■ Goal of the exercise ■
Please rewrite the listing below, swapping "cardboard sign" for "placard" everywhere it occurs and leaving everything else unchanged.

■ Data lines ■
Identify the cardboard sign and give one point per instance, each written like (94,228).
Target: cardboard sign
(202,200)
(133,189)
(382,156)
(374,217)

■ Solution below ■
Identify the placard and give one point per instance, each written like (94,228).
Target: placard
(202,200)
(133,189)
(382,156)
(374,217)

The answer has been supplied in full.